■ **Exercise materials**
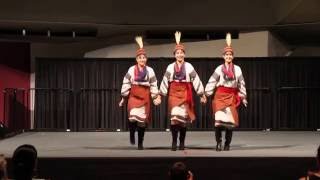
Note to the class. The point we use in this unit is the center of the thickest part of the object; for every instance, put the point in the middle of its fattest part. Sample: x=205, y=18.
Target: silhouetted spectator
x=312, y=175
x=3, y=168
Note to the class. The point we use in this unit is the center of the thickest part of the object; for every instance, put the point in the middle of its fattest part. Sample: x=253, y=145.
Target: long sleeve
x=242, y=86
x=165, y=83
x=153, y=84
x=211, y=85
x=126, y=85
x=196, y=82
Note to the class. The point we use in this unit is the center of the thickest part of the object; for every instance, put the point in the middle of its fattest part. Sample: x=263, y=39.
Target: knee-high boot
x=132, y=130
x=228, y=137
x=174, y=133
x=141, y=131
x=182, y=137
x=218, y=133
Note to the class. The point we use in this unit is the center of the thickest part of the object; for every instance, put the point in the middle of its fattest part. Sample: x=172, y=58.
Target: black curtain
x=83, y=94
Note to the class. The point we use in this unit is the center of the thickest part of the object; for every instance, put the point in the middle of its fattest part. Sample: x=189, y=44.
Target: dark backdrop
x=83, y=94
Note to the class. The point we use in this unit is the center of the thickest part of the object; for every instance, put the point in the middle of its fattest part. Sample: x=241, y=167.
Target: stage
x=106, y=155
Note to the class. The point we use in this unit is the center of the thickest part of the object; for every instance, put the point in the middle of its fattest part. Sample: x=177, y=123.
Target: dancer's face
x=141, y=60
x=228, y=57
x=179, y=55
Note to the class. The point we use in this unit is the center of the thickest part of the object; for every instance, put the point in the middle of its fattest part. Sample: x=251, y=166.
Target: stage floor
x=157, y=144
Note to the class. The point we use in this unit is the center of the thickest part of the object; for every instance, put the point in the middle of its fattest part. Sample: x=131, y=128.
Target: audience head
x=3, y=168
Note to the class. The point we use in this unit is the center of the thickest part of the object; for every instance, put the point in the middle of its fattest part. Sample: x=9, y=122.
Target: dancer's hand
x=157, y=100
x=190, y=175
x=121, y=102
x=245, y=102
x=203, y=99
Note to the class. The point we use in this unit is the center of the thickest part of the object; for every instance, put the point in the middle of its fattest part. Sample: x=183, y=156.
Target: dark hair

■ **Task description**
Reproduce the final stretch of the data above: every line from the one holding "Sample: x=189, y=44." through the end, inclusive, exactly as written and nothing else.

■ **Exercise output**
Note to the class. The point we use in this unit is the center of the thickest part of the object; for every instance, put the point in the middle of its fattest part. Sample: x=189, y=44.
Target: dark backdrop
x=83, y=94
Note to the class. The point we use in this unit is the center of the thickest part of the object; for every instance, put the point in the middle of its fattest part. Sample: x=241, y=167.
Target: stage
x=106, y=155
Note to the class. The point we use in this unit is the center of the thickest part of the object; for every instance, put the point in the middle of its fattest part. Sample: x=177, y=123.
Target: dancer's face
x=141, y=60
x=228, y=57
x=179, y=55
Note to the class. The point we use in this unit is the center of the thickest part of the object; for every instance, put the point in the middle of its fattest part. Sample: x=251, y=166.
Target: stage floor
x=157, y=144
Note to the class. The point we use in this unit is the center of the thickest part of the object; for every instance, put the point in the middle of its fattest part. Sample: x=131, y=128.
Target: audience head
x=3, y=168
Note to the class. The point we use in this unit is the center of the thickest part of the object; for every instance, put the point in the middle of its fattest part. Sample: x=9, y=122.
Target: dancer's hand
x=157, y=100
x=190, y=175
x=121, y=102
x=245, y=102
x=203, y=99
Note to the class. The point we use in this unit is the center of the thickest part of the object; for every instance, put the point in the middle of its fattest part. Sample: x=183, y=156.
Target: dark hair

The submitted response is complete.